# Aktive Fahrweise...was ist das??



## Milsani (27. August 2017)

"Bike muss aktiv gefahren werden", ..."will über das Vorderrad gefahren werden"..., oder so ähnlich lese ich immer häufiger in Testberichten, oder aus der Feder verschiedener Enthusiasten hier im Forum, oft im Zusammenhang mit "modernen" Bike-Geometrien.

Was ist damit eigentlich gemeint?
Kann mir das mal jemand erklären?

M.


----------



## JoeArschtreter (28. August 2017)

Das heißt dass du dich am Bike bewegst und aktiv gegen die oder mit den auftretenden Kräften arbeitest . Über das Vorderrad meint wohl dass du in manchen Fahrsituationen aktiv Druck aufs Vorderrad bringen musst um nicht so schnell den Grip zu verlieren


----------



## MTB-News.de




----------



## Pilatus (28. August 2017)

extrem passiv wäre im Sattel sitzend mit durchgestreckten Armen bergrunter rollen.
aktiv ist genau das gegenteil. 
Das Bike wird sehr dynamisch gefahren, das Rad eher in die Kurve gedrückt und sehr viel druck auf gebaut. 
Dann werden kleine unebenheiten genutzt um über grobe Unebenheiten drüberzuspringen. es wird sehr viel mit dem Gelände gespielt/genutzt.


----------



## mw.dd (28. August 2017)

Milsani schrieb:


> "Bike muss aktiv gefahren werden", ..."will über das Vorderrad gefahren werden"..., oder so ähnlich lese ich immer häufiger in Testberichten,



Das sind die gerade angesagten Floskeln; muss mit dem gefahrenen Rad nicht wirklich etwas zu tun haben.
Gemeint ist meist, das es auf Grund der Länge des Rades etwas schwerer fällt die "zentrale Position" auf dem Rad beizubehalten und das Gewicht gleichmäßig zu verteilen.



Milsani schrieb:


> im Zusammenhang mit "modernen" Bike-Geometrien.

::::::::::

Aufgaben:
1. Gib den Abschnitt im Forumsthread von "## MTB-News.de" bis "genau das gegenteil." wortgetreu wieder.
2. Nenne alle Benutzernamen, unter denen im Forumsthread ein Beitrag mit Datum steht.
Stütze dich dabei nur auf den Forumsthread.

::::::::::

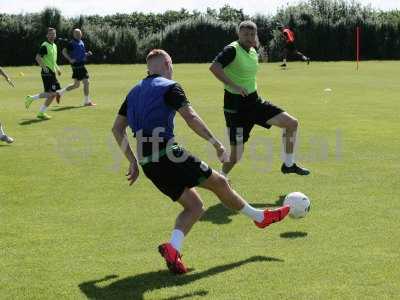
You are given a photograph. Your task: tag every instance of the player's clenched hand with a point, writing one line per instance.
(242, 91)
(133, 173)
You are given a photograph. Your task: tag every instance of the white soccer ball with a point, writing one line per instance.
(299, 204)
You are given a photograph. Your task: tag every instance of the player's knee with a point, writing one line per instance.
(197, 208)
(221, 183)
(292, 124)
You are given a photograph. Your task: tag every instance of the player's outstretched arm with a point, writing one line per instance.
(40, 62)
(119, 132)
(200, 128)
(4, 74)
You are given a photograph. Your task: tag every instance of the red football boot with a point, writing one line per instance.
(273, 215)
(173, 258)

::::::::::

Ergebnisse je Aufgabe:
1.
## MTB-News.de




----------



## Pilatus (28. August 2017)

extrem passiv wäre im Sattel sitzend mit durchgestreckten Armen bergrunter rollen.
aktiv ist genau das gegenteil.

2. Milsani, JoeArschtreter, Pilatus, mw.dd